Voice acting is simple, but it isn’t easy. It’s simple compared to other types of acting when you consider that you are working alone in a booth instead of on a set with other actors and all the accouterment necessary in those mediums, but acting itself isn’t easy.
Voice over has fewer complications than working on film and TV sets. You can work in your sweatpants, you don’t have to remember staging or think about where the camera is, you don't have to memorize lines, and you never have to sit in a makeup chair. Plus, you get to explore characters that you never would have the opportunity to portray if your face and body had to tag along. What a sweet deal! Yet, the kicker here is that people working in film and TV are highly trained actors who have poured years of energy into their craft, and there are STILL adjustments they have to adapt to in order to deliver work in the booth that is useable and believable. Mic technique, booth etiquette, hydration, oral hygiene, sleeping habits, even the fabric of those sweatpants and the type of shoes you wear will all effect your performance and the quality of the recordings. Microphones are sensitive and unforgiving pieces of equipment.

□ □ □ □

Exercise instructions:
Reproduce a stretch of the voice acting passage above word for word, beginning at the words "Voice acting is" and stopping after "itself isn’t easy.".

□ □ □ □

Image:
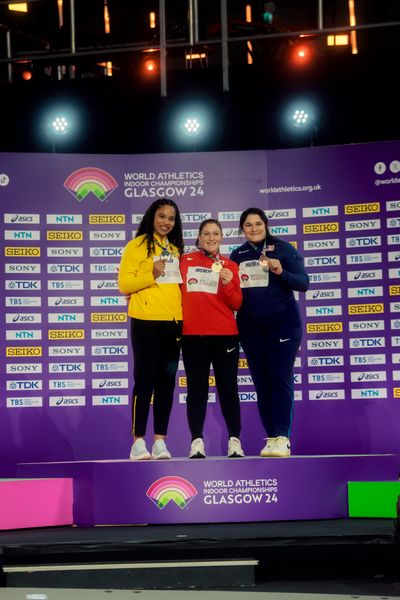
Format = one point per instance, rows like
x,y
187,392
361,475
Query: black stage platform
x,y
363,555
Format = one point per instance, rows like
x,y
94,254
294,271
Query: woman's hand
x,y
158,268
275,266
226,276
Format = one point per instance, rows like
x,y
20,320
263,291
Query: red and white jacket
x,y
205,313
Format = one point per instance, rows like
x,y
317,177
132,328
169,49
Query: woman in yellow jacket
x,y
149,274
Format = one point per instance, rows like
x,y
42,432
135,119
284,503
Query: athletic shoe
x,y
197,449
279,447
268,448
160,450
235,449
139,450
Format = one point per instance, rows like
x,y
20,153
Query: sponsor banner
x,y
321,211
64,219
368,359
109,367
67,384
107,219
323,311
328,277
325,344
365,309
121,350
393,240
66,318
324,244
108,333
364,224
20,334
392,205
23,368
326,395
365,291
22,318
64,236
22,268
353,209
366,325
325,361
33,351
212,398
68,367
66,351
334,294
321,227
333,327
365,258
318,378
366,275
53,252
24,385
356,376
64,284
372,342
393,256
110,400
369,393
22,219
67,401
65,301
30,402
107,301
104,267
110,383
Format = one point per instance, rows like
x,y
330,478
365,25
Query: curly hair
x,y
146,226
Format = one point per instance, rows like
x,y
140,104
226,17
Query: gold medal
x,y
216,266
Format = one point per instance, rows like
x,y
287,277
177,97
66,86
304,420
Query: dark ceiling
x,y
356,94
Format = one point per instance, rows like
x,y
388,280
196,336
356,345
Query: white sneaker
x,y
139,450
268,448
279,446
160,450
197,449
235,449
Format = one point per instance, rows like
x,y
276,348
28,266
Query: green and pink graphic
x,y
90,180
177,489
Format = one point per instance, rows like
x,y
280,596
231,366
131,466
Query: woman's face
x,y
210,238
254,229
164,220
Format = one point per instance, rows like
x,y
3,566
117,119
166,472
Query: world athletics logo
x,y
90,180
177,489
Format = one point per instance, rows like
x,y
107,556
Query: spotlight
x,y
192,126
60,125
300,118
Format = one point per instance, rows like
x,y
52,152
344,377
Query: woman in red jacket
x,y
210,295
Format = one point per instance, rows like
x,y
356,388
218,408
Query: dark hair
x,y
146,226
254,211
203,224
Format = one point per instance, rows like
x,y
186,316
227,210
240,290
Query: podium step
x,y
35,502
373,498
214,490
200,574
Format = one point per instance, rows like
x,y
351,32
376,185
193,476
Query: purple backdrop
x,y
66,368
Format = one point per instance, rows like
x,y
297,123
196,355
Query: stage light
x,y
150,66
300,118
60,125
192,126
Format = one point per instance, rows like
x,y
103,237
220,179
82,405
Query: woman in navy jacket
x,y
269,323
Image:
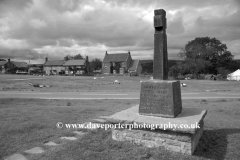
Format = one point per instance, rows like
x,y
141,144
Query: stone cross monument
x,y
160,97
160,64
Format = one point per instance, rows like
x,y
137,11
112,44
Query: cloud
x,y
90,27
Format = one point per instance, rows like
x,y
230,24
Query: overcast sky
x,y
33,29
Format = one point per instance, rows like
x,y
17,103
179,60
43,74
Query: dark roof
x,y
35,65
79,62
54,63
134,65
146,61
20,64
120,57
34,68
2,62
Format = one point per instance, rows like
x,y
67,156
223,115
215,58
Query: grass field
x,y
26,123
89,84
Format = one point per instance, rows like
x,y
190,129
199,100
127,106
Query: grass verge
x,y
27,123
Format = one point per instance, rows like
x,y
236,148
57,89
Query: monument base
x,y
160,98
180,134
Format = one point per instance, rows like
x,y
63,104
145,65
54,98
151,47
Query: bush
x,y
223,72
208,76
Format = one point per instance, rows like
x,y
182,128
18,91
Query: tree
x,y
205,55
96,64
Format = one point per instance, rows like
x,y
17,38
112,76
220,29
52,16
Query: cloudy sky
x,y
33,29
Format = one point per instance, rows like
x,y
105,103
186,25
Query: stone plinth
x,y
182,134
160,98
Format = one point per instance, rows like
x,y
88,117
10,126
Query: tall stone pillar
x,y
160,97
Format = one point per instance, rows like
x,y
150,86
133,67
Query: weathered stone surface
x,y
35,150
155,139
160,60
160,98
16,157
189,116
69,138
50,143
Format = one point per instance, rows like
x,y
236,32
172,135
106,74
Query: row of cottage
x,y
119,63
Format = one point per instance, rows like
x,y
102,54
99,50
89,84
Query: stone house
x,y
13,67
35,68
53,67
116,63
135,68
80,66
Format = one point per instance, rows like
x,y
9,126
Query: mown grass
x,y
89,84
28,123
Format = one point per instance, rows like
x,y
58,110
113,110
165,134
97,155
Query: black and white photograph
x,y
119,79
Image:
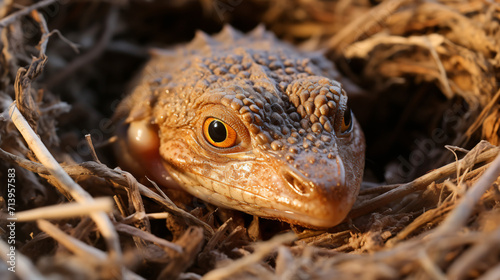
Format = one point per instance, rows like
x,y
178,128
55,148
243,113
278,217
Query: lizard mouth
x,y
288,196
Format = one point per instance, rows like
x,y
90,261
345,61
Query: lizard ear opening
x,y
346,124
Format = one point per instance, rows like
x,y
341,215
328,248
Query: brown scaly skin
x,y
296,159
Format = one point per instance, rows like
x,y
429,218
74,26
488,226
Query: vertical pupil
x,y
217,131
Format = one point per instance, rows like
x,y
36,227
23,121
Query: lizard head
x,y
296,157
262,131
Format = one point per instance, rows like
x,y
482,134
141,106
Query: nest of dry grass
x,y
423,79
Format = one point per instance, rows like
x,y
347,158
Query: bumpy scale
x,y
247,122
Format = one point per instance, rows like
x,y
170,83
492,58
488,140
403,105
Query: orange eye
x,y
218,133
346,121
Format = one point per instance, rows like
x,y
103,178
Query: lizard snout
x,y
318,176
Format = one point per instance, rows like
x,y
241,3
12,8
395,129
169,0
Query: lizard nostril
x,y
296,180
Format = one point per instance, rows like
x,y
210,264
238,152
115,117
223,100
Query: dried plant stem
x,y
15,16
24,267
68,210
65,182
78,247
262,250
461,213
133,231
415,185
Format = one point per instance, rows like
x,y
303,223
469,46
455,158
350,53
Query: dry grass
x,y
423,79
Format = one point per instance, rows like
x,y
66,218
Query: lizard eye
x,y
218,133
346,121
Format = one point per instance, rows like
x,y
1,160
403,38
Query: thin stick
x,y
65,181
68,210
415,185
24,268
263,249
78,247
133,231
88,137
459,216
15,16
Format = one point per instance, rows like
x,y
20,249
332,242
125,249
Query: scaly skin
x,y
295,158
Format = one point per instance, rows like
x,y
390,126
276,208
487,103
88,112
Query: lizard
x,y
246,122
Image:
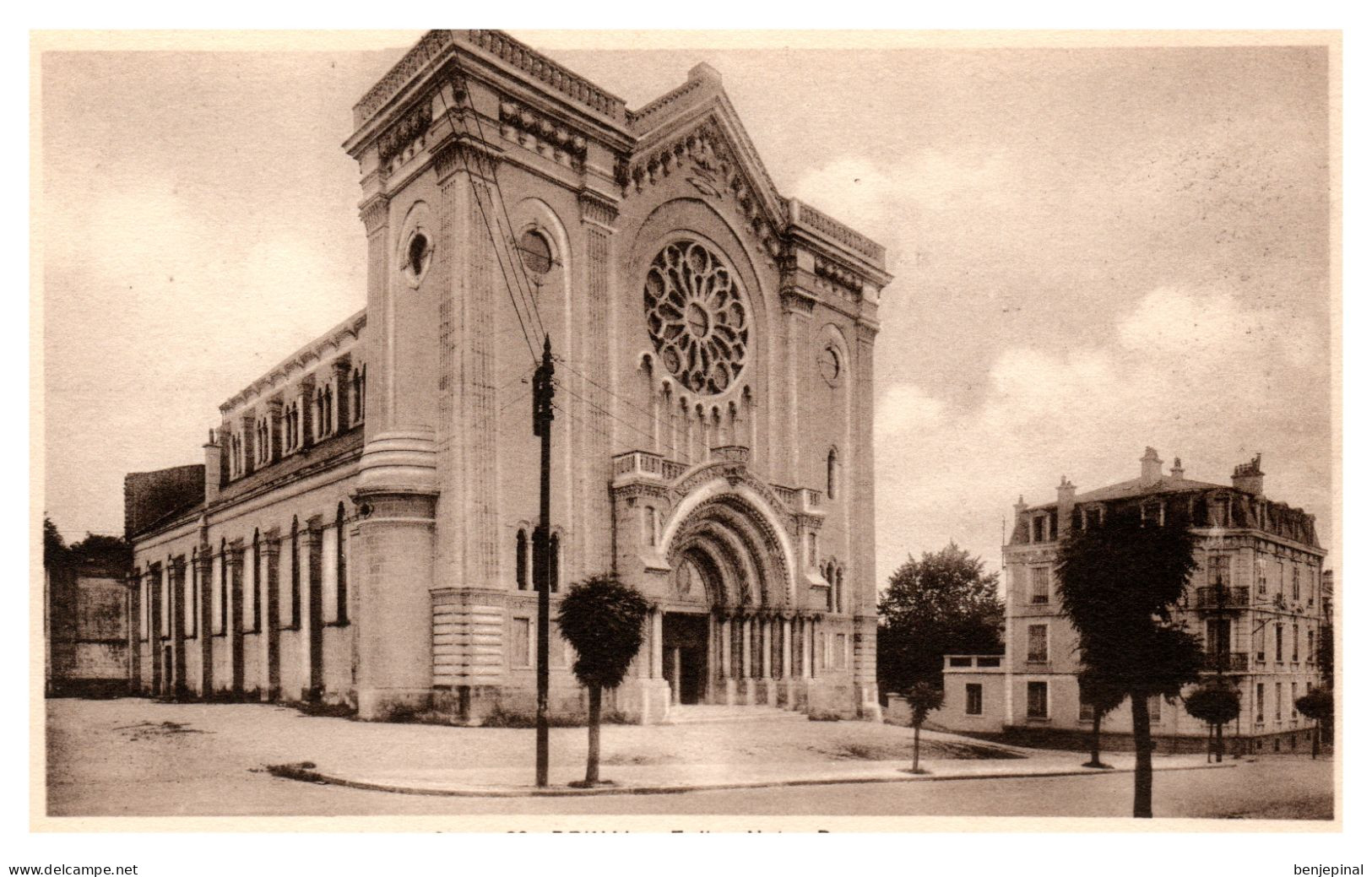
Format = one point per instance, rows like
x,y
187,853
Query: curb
x,y
309,774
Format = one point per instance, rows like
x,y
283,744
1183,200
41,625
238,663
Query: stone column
x,y
746,657
342,371
658,644
276,434
235,622
711,659
312,541
726,642
676,675
176,587
204,567
786,659
768,682
272,631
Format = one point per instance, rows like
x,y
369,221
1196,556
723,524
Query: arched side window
x,y
224,587
522,560
555,561
296,572
340,566
257,583
193,614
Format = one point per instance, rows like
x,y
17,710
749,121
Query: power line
x,y
519,397
604,410
509,383
518,264
487,223
621,397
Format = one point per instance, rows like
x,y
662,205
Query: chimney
x,y
213,468
704,72
1152,471
1247,477
1066,504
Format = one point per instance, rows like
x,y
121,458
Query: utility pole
x,y
542,429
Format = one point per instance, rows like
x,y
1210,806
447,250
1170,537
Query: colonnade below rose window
x,y
748,655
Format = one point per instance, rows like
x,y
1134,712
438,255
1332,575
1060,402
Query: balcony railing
x,y
966,662
647,464
1216,598
1225,662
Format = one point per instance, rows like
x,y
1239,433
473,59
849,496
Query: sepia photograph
x,y
794,430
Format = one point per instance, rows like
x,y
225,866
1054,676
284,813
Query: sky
x,y
1093,250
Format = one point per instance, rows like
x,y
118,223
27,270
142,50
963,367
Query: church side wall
x,y
228,532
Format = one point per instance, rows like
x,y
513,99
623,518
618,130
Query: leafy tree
x,y
1324,655
924,697
603,620
54,546
944,603
1102,696
1216,703
1319,706
1119,579
114,552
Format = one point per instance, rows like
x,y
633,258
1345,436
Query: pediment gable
x,y
695,131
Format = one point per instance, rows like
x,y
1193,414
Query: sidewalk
x,y
675,778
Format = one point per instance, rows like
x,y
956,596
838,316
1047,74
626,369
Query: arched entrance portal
x,y
728,620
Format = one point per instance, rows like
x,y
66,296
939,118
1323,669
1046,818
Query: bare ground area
x,y
133,756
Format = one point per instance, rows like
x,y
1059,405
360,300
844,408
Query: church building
x,y
362,528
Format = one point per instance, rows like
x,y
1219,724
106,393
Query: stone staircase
x,y
718,712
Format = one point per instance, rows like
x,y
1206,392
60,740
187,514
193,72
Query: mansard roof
x,y
1135,488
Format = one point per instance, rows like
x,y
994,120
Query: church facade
x,y
362,528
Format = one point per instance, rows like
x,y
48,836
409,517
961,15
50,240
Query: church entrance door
x,y
685,642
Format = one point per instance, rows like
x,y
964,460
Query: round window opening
x,y
696,317
537,254
417,254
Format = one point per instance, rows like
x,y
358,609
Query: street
x,y
168,769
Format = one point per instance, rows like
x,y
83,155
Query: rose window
x,y
696,317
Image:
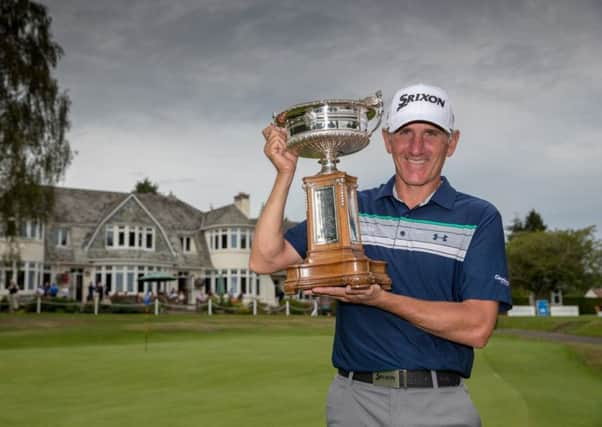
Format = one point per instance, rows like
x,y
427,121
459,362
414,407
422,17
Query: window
x,y
129,237
109,236
186,244
121,236
234,238
130,279
224,235
149,238
243,239
119,280
229,238
62,237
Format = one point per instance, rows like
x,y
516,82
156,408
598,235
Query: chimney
x,y
241,201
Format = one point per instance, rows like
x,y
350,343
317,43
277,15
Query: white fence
x,y
555,310
156,307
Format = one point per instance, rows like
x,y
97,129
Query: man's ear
x,y
387,140
453,143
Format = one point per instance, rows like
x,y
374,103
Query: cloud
x,y
180,90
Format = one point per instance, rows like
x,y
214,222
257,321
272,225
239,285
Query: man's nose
x,y
416,145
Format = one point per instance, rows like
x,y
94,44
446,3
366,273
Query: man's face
x,y
419,151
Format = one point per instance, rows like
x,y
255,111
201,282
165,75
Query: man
x,y
13,298
401,356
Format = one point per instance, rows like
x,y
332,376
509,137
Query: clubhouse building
x,y
113,239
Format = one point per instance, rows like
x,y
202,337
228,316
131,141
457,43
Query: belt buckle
x,y
391,379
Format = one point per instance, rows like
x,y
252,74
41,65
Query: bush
x,y
586,305
124,304
70,305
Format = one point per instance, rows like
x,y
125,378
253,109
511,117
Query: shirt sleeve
x,y
297,237
485,270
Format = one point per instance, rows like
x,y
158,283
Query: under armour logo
x,y
437,236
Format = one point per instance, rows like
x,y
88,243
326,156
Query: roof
x,y
78,206
226,215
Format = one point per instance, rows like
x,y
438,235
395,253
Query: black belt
x,y
406,379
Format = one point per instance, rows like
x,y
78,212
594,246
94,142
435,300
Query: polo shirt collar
x,y
444,196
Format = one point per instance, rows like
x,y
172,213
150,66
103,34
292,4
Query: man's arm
x,y
270,251
470,322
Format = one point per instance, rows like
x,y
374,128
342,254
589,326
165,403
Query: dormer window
x,y
186,244
235,238
130,237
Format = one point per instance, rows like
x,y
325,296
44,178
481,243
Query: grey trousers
x,y
357,404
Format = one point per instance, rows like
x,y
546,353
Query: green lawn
x,y
81,370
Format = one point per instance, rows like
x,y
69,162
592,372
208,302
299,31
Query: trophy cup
x,y
327,130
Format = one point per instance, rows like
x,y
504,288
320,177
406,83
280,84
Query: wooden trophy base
x,y
335,255
357,272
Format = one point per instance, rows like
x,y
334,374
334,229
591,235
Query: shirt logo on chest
x,y
438,236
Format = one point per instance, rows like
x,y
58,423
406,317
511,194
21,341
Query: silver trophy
x,y
331,128
327,130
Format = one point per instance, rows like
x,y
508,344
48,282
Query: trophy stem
x,y
329,163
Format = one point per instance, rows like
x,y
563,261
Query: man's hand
x,y
283,160
371,295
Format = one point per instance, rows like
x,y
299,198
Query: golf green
x,y
81,370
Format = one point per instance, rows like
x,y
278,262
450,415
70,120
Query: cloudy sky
x,y
179,90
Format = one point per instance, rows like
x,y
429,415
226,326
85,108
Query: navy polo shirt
x,y
449,249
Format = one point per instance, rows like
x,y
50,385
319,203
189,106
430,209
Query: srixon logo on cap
x,y
405,99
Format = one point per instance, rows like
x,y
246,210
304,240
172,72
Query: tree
x,y
533,222
146,186
34,151
542,261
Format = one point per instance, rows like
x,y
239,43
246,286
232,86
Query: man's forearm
x,y
470,322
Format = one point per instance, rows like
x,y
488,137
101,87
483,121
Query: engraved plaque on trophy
x,y
327,130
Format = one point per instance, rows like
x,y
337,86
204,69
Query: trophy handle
x,y
375,101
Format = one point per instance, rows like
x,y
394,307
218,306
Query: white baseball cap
x,y
420,103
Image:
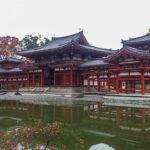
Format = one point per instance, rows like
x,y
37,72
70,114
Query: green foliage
x,y
30,41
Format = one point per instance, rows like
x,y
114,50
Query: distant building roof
x,y
62,42
137,40
10,70
98,62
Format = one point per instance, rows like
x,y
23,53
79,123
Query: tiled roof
x,y
141,39
134,51
10,70
98,62
61,42
11,60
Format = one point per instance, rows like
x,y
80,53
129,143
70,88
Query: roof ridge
x,y
135,38
70,35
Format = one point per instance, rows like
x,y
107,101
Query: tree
x,y
8,46
30,41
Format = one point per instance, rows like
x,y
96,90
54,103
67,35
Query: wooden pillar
x,y
28,76
117,85
108,83
118,115
88,80
98,83
54,78
71,76
64,76
142,83
42,79
78,79
143,119
33,80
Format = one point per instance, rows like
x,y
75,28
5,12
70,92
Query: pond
x,y
79,130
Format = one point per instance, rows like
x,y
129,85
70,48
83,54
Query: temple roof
x,y
130,50
11,60
137,40
62,42
98,62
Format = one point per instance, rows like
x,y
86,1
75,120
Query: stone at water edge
x,y
101,146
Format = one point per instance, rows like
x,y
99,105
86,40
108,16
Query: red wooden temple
x,y
70,61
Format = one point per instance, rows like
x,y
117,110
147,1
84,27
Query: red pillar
x,y
54,78
71,76
142,83
88,80
117,85
42,79
64,76
28,76
98,83
78,80
108,82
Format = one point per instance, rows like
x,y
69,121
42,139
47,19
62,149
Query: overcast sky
x,y
104,22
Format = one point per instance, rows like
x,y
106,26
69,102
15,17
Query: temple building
x,y
126,71
71,62
60,59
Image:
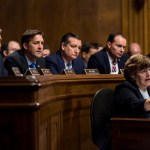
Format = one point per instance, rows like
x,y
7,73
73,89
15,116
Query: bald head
x,y
134,48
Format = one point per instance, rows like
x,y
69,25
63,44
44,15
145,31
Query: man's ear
x,y
25,46
108,44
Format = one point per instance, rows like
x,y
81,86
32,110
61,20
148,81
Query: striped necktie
x,y
114,65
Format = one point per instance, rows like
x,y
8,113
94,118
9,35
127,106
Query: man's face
x,y
117,47
72,49
12,47
35,47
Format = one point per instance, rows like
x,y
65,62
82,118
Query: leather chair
x,y
101,112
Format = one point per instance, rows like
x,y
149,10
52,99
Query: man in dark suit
x,y
112,58
70,47
3,72
32,46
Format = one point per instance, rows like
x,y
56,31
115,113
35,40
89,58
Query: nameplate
x,y
91,71
32,71
44,71
16,71
68,72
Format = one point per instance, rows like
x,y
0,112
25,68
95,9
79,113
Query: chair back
x,y
101,112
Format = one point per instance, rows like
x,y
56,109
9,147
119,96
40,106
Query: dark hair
x,y
46,46
4,48
135,63
113,35
28,35
87,46
65,38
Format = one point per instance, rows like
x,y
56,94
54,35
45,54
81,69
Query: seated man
x,y
134,48
9,47
46,51
31,53
110,59
70,47
87,50
3,72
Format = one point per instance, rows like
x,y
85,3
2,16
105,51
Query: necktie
x,y
33,65
69,66
114,65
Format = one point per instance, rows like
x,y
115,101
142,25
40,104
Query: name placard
x,y
91,71
68,71
32,71
16,71
44,71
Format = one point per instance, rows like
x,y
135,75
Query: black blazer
x,y
56,64
129,102
18,59
100,61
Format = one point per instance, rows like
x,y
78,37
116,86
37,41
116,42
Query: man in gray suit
x,y
32,42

□ □ □ □

Solution:
Voice acting is simple, but it isn’t easy. It’s simple compared to other types of acting when you consider that you are working alone in a booth instead of on a set with other actors and all the accouterment necessary in those mediums, but acting itself isn’t easy.